[Excerpted records start]

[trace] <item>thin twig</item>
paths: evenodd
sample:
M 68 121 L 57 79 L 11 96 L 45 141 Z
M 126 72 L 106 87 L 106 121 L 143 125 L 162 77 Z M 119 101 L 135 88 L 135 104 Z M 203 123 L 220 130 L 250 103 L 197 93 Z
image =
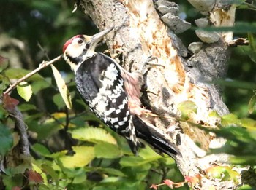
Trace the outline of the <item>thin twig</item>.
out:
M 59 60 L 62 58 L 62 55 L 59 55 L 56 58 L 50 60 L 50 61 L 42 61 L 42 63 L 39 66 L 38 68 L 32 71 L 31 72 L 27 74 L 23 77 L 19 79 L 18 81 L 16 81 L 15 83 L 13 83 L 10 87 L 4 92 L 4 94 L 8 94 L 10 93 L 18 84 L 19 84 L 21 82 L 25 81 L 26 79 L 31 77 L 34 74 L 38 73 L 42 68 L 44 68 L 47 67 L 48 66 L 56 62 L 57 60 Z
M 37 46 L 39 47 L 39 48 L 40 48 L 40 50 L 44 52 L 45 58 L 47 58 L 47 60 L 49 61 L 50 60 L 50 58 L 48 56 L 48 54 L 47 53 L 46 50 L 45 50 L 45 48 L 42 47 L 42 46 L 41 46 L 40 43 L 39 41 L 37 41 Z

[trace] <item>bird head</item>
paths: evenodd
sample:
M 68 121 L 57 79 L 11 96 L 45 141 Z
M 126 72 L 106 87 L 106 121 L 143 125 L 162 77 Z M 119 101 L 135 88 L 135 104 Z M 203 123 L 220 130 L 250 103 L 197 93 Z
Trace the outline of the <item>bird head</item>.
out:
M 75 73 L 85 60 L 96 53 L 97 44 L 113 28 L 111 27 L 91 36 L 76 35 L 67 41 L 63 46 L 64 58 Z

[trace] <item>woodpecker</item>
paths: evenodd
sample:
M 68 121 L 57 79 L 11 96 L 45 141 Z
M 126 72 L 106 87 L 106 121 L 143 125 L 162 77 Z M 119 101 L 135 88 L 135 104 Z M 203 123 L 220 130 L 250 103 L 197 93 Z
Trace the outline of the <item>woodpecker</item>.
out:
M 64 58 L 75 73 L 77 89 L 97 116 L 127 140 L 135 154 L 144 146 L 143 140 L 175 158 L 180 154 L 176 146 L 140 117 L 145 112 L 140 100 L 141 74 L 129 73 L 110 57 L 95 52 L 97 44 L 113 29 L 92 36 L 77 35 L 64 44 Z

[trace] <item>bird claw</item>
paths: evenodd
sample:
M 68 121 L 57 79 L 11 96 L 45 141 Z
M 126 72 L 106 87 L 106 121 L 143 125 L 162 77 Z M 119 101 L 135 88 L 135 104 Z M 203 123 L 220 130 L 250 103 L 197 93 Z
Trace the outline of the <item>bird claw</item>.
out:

[Excerpted records end]

# Aim of the exercise
Give every line above again exactly, with no pictures.

# Solved problem
[trace] <item>thin twig</item>
paths: evenodd
sample:
M 68 121 L 57 79 L 11 96 L 45 141 Z
M 126 72 L 106 87 L 106 121 L 143 125 L 162 77 Z M 119 101 L 135 88 L 135 104 Z M 203 123 L 220 130 L 250 103 L 197 93 Z
image =
Trace the outline of the <item>thin twig</item>.
out:
M 59 60 L 62 58 L 62 55 L 59 55 L 56 58 L 50 60 L 50 61 L 42 61 L 42 63 L 39 66 L 38 68 L 32 71 L 31 72 L 27 74 L 23 77 L 19 79 L 18 81 L 16 81 L 15 83 L 13 83 L 10 87 L 4 92 L 4 94 L 8 94 L 10 93 L 18 84 L 19 84 L 21 82 L 25 81 L 26 79 L 31 77 L 34 74 L 38 73 L 42 68 L 44 68 L 47 67 L 48 66 L 56 62 L 57 60 Z
M 37 46 L 39 47 L 39 48 L 40 48 L 40 50 L 44 52 L 45 58 L 47 58 L 47 60 L 49 61 L 50 60 L 50 58 L 48 56 L 48 54 L 47 53 L 46 50 L 45 50 L 45 48 L 42 47 L 42 46 L 41 46 L 40 43 L 39 41 L 37 41 Z

[trace] <item>bird head</item>
paths: evenodd
sample:
M 68 121 L 57 79 L 11 96 L 45 141 Z
M 126 72 L 106 87 L 106 121 L 143 125 L 162 77 Z M 119 101 L 135 88 L 135 104 Z M 203 123 L 220 130 L 250 103 L 197 93 Z
Trace the outline of the <item>bird head</item>.
out:
M 75 73 L 85 60 L 96 53 L 97 44 L 113 28 L 111 27 L 91 36 L 76 35 L 67 41 L 63 46 L 64 58 Z

[trace] <item>woodpecker</item>
paths: evenodd
sample:
M 68 121 L 57 79 L 11 96 L 45 141 Z
M 126 72 L 106 87 L 106 121 L 143 125 L 162 77 Z M 119 101 L 135 88 L 135 104 Z M 203 123 L 220 130 L 250 103 L 197 93 Z
Trace the outline of the <item>woodpecker</item>.
out:
M 64 58 L 75 73 L 77 89 L 97 116 L 127 140 L 135 154 L 144 146 L 143 140 L 175 158 L 180 154 L 176 146 L 140 117 L 145 112 L 140 100 L 141 74 L 129 73 L 110 57 L 95 52 L 97 44 L 113 29 L 92 36 L 77 35 L 64 44 Z

[trace] <item>bird claw</item>
paths: evenodd
sample:
M 68 121 L 57 79 L 11 96 L 45 141 Z
M 126 72 L 106 87 L 106 121 L 143 125 L 162 77 Z M 119 101 L 135 88 L 135 104 Z M 203 123 L 220 130 L 250 103 L 197 93 Z
Trace the outline of the <item>bird claw</item>.
out:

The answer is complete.